Person B is the ethics hotline investigator assigned to the case. She has no technical AI background but is an experienced HR professional.

Person C is the technical reviewer that Person B has asked to assist with the investigation.

Conduct the investigation role-play, addressing: - How does the investigator approach the case with limited technical background? - What evidence does she seek, and how does she evaluate it? - What is the relationship between the investigator's institutional role and her obligation to the reporting employee? - At what point, if any, does the investigation conclude that external escalation is required? - How is the outcome communicated to the anonymous reporter?

After the role-play, each participant writes a 300-word individual reflection on what the exercise revealed about the limits of internal investigation processes for technically complex AI ethics concerns.


Exercise 15† — Designing an Independent AI Ethics Audit Function One proposed solution to the organizational suppression of internal AI ethics dissent is the creation of an independent external AI ethics audit function — analogous to financial auditing but focused on AI ethics — that would give third-party auditors access to AI systems, training data, and internal documentation and produce published assessments of AI ethics compliance.

Research the current state of AI ethics auditing (several organizations offer this service; academic literature on algorithmic auditing is relevant), then design a framework for such an audit function, addressing: - What would AI ethics auditors assess? (Criteria, methodology) - Who would conduct audits, and what qualifications would they require? - Who would have access to audit findings? - How would audit findings be enforced? - What protections would employees have who cooperate with auditors, including providing information contrary to management interests? - How would conflicts of interest (auditors hired by the companies they audit) be managed? - What role should regulators play?

Present your framework as a proposal to a relevant regulatory body (EU, FTC, SEC, or another of your choice), addressing both the case for independent auditing and the significant practical and political challenges to implementing it.

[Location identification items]
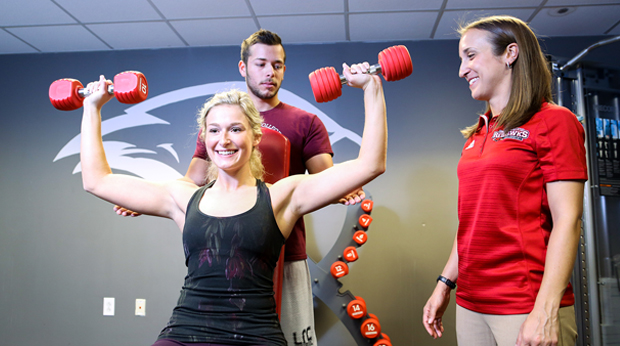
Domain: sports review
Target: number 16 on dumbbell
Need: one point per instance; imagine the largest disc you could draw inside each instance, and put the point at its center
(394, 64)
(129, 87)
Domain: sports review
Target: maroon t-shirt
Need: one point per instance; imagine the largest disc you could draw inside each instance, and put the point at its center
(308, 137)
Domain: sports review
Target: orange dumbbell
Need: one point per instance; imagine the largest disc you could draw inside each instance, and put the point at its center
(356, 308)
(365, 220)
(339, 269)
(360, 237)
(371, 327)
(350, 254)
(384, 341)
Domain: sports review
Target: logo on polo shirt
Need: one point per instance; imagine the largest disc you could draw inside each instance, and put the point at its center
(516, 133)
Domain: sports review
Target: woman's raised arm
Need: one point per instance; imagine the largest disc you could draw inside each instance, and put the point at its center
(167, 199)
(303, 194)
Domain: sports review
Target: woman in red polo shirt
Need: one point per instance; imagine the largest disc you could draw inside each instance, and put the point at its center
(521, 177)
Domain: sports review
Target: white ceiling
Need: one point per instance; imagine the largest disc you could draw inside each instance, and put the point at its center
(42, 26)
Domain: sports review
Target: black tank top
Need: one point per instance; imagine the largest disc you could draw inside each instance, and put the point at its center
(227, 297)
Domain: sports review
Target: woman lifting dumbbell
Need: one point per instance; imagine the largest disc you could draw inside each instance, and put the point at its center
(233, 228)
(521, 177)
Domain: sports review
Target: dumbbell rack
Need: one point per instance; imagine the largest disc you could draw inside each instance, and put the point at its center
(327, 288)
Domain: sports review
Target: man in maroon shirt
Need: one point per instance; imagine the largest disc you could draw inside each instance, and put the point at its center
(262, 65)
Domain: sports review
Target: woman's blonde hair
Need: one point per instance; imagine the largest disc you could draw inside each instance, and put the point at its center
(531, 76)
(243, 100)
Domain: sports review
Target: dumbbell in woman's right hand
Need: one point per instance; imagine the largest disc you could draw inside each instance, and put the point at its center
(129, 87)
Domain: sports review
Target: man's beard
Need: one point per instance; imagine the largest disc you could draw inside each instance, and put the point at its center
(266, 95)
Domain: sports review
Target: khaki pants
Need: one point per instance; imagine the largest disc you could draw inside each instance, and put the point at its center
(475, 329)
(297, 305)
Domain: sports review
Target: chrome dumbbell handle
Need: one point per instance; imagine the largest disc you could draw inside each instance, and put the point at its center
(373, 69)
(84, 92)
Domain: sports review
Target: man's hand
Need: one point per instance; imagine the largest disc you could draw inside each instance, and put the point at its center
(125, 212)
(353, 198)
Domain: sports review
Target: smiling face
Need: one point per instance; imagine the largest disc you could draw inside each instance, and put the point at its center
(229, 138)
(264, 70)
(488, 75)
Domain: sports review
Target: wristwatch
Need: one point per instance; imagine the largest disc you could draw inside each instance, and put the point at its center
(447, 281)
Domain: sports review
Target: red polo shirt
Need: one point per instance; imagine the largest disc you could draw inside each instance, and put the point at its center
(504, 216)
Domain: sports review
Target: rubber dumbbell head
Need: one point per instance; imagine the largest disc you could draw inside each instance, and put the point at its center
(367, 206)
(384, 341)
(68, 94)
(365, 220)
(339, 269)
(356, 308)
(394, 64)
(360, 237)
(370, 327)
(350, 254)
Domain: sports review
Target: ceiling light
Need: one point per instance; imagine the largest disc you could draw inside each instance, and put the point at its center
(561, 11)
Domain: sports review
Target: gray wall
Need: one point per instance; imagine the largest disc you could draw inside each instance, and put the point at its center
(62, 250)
...
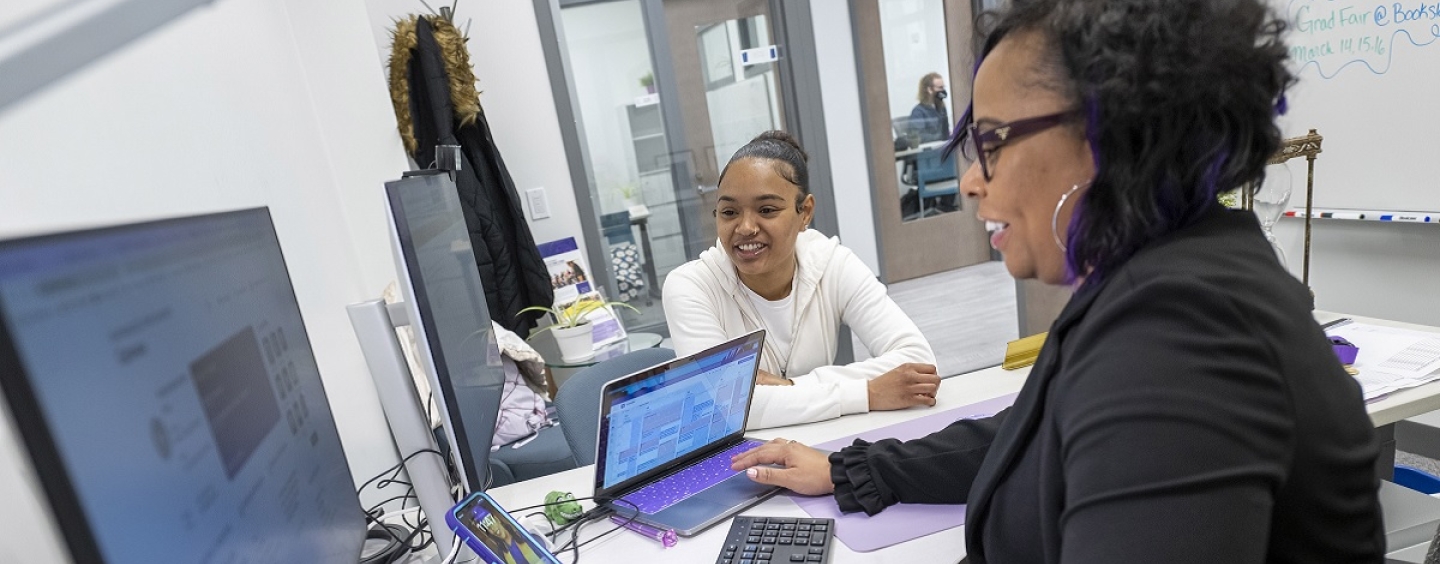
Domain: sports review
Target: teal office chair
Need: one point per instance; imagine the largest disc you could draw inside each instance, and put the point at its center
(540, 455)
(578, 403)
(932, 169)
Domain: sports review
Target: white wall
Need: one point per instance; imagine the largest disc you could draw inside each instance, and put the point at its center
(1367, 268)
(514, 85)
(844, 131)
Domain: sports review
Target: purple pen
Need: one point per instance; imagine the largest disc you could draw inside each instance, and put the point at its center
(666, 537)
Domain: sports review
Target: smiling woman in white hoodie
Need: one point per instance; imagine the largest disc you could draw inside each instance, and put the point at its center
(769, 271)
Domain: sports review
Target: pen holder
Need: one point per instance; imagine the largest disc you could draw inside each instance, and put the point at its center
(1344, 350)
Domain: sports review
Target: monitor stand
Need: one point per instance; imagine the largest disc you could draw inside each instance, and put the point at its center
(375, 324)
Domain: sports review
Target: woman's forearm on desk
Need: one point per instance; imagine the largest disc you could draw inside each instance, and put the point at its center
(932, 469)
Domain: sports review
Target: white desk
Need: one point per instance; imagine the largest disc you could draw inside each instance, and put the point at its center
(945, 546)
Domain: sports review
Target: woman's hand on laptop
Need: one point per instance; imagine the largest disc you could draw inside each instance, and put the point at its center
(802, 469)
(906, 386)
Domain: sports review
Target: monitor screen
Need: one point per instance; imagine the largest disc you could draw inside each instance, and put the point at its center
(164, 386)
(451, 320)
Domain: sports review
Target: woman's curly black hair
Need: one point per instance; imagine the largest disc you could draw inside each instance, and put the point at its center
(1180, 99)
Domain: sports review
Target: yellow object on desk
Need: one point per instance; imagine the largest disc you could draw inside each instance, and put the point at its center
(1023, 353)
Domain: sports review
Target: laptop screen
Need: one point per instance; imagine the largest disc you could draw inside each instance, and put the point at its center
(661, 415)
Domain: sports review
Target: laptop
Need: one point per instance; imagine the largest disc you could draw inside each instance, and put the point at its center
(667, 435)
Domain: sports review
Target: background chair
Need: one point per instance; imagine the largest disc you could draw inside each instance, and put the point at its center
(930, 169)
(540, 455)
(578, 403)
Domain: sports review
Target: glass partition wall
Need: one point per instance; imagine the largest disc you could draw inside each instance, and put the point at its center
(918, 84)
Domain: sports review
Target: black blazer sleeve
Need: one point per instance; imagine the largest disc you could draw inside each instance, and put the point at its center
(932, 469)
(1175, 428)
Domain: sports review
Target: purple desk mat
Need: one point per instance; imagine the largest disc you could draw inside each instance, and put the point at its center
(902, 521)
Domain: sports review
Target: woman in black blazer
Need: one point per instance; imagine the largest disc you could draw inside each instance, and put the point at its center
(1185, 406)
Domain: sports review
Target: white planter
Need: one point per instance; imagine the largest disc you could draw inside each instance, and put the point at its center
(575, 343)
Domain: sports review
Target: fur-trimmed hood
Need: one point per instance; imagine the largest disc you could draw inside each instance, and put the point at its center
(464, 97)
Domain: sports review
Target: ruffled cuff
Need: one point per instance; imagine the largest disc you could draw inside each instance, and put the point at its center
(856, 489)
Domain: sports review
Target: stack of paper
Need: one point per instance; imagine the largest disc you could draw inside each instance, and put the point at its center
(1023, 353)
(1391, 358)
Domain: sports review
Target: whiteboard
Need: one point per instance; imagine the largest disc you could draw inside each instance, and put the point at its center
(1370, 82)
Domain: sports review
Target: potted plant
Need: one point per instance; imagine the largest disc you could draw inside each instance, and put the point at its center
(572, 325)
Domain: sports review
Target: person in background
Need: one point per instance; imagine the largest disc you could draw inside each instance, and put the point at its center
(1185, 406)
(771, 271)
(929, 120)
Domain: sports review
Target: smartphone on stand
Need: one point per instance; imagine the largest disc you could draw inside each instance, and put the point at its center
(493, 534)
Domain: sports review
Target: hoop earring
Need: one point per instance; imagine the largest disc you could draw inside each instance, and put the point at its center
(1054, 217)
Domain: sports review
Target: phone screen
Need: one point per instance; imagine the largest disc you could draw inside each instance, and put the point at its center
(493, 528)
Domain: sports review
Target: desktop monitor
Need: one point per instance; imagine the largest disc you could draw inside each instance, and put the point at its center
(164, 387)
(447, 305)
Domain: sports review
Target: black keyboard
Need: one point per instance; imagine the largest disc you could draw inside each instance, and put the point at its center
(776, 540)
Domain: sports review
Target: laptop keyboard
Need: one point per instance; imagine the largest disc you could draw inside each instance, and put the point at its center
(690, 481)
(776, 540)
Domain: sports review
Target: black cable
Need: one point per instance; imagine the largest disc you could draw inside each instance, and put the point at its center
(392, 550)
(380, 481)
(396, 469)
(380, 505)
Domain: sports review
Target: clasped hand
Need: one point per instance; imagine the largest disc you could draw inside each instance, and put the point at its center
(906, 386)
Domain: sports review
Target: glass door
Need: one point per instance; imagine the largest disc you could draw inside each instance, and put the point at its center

# [Aim of the exercise]
In the AI ethics exercises passage, how long must each participant's individual reflection be after the role-play?

# [Expected answer]
300 words